### Problem details
How many lines of the data below contain the word "white"? Reply with the number alone.

### Listed entries
- - - - - - -

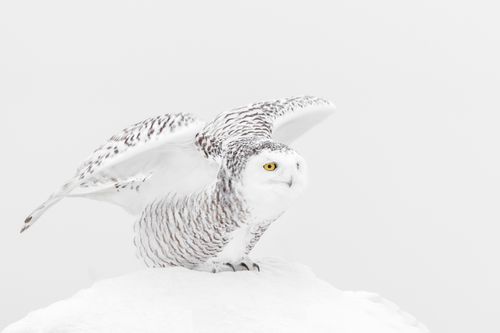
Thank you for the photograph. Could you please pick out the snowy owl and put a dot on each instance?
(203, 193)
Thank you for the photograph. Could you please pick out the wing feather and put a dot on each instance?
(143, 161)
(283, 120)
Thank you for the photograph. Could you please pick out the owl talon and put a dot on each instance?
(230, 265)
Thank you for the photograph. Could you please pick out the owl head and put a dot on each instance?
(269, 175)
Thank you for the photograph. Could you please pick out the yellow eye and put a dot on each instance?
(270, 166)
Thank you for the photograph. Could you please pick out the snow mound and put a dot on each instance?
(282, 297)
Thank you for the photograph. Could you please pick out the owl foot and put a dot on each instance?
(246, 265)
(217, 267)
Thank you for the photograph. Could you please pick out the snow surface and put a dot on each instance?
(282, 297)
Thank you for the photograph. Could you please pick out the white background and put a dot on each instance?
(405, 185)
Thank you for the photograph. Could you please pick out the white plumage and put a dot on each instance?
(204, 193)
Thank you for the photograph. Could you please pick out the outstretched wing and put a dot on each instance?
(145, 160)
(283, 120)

- - - - - - -

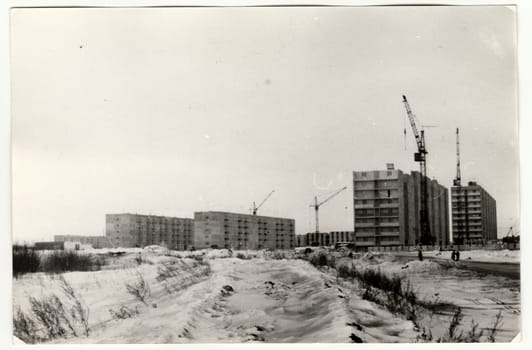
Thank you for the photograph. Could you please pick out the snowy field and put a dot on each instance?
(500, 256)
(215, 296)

- - - - - - -

### Exercise response
2